• **INSTRUCTIONS TO FOLLOW**: From the start of the records through the line that contains "[1,12,5,20]", inclusive, copy every line, requests included, and offset each bounding-box coordinate in the answers by adding 142. Leave the pictures out of your output.

• **EXCERPTED RECORDS**:

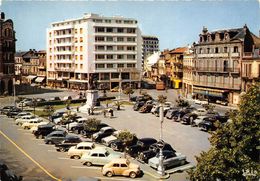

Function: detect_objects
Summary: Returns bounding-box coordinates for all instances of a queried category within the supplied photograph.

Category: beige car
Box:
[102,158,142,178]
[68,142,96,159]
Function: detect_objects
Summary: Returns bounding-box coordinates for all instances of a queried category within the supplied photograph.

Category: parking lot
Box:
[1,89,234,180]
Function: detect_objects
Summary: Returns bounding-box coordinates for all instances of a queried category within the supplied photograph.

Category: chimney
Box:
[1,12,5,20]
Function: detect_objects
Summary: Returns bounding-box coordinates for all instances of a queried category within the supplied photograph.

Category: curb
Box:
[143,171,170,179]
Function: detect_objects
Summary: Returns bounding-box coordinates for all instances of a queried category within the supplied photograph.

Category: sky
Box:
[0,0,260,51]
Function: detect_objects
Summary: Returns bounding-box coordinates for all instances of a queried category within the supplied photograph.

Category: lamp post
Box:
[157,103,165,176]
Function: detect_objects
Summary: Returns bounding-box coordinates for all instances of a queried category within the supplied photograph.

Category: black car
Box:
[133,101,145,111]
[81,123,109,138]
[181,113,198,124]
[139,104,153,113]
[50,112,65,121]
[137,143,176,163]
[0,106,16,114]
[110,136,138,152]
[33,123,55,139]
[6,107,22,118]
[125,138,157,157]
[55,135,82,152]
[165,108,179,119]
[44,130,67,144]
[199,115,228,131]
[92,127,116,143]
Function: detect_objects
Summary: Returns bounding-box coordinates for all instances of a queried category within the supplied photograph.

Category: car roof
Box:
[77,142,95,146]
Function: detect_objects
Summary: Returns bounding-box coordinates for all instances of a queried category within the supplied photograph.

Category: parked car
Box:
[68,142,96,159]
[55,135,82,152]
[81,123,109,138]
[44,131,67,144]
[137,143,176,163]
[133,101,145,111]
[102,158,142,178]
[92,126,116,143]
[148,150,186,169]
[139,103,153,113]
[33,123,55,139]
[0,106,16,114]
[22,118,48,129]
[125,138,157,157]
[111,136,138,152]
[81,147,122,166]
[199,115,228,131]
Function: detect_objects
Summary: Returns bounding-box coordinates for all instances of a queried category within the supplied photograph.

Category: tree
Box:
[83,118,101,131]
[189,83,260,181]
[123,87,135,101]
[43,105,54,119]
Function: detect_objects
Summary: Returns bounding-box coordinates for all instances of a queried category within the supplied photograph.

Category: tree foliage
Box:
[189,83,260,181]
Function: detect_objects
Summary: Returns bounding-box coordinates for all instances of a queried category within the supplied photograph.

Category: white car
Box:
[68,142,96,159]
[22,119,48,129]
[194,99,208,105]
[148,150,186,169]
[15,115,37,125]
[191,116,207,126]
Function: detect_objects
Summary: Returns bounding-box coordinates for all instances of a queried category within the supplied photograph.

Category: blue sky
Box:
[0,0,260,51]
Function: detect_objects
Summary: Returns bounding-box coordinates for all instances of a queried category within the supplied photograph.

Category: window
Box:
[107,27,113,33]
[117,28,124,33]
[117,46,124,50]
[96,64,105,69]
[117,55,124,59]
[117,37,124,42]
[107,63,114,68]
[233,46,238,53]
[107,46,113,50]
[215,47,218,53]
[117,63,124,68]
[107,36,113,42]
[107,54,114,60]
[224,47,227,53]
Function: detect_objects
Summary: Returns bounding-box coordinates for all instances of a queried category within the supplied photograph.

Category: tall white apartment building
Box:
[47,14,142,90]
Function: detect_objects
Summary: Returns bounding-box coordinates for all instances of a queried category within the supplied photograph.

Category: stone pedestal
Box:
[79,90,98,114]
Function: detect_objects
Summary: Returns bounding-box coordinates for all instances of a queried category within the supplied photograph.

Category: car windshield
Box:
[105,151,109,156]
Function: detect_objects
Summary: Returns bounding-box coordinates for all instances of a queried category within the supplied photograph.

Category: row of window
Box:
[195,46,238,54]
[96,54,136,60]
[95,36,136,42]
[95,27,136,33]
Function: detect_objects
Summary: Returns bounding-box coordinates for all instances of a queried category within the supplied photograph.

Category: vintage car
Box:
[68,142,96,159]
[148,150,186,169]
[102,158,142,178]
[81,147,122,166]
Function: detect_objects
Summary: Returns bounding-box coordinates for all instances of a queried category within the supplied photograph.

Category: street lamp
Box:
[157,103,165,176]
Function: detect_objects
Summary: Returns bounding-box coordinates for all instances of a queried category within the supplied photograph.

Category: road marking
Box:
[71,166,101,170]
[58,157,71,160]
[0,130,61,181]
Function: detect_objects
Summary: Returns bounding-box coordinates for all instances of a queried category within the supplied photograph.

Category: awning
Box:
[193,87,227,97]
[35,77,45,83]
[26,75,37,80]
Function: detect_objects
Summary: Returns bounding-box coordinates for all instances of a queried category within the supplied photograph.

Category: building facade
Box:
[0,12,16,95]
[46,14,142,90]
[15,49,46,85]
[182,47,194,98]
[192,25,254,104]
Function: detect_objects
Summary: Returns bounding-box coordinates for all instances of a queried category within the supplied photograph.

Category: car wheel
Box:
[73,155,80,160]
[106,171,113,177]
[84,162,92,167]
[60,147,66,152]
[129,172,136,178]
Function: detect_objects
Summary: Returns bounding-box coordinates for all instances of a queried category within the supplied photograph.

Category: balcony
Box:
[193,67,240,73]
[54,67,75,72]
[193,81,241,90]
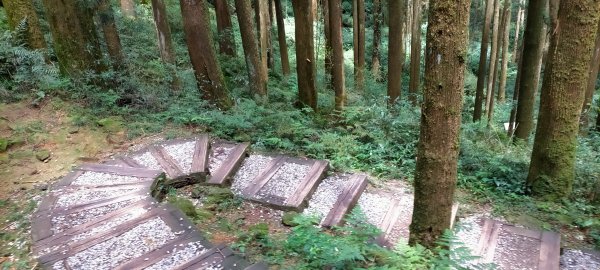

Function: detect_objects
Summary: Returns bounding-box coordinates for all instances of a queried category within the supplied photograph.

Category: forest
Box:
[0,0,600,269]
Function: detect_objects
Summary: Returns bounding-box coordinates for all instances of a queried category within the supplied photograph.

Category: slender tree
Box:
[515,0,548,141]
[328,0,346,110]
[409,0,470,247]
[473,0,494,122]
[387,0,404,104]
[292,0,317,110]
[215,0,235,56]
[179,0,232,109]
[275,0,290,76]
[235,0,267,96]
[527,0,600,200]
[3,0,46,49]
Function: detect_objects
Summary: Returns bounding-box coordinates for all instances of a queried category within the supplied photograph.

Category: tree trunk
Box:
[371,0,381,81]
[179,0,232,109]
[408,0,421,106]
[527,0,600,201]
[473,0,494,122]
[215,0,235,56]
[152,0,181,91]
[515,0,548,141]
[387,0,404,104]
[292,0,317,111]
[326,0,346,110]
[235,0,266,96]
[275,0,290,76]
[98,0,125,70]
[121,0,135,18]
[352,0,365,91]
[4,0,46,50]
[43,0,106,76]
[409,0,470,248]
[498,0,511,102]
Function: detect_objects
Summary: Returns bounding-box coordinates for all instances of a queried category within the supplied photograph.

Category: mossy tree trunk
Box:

• **FULL OUTPUT**:
Function: detect_objects
Summary: Returns bounding-box coordinates for all instances of a queried category within the supplied photograph.

Category: beige car
Box:
[244,300,284,320]
[210,284,238,301]
Function: detect_objects
Summary: Returns bounding-box coordinates for all instances of a queried category within the supplied photograph.

Category: parking lot
Box:
[143,231,376,322]
Function: detect_objects
Summary: Returns bounding-box coordinates for all instances of a queried category within the supplied photograph.

Category: chimney
Box:
[143,154,147,162]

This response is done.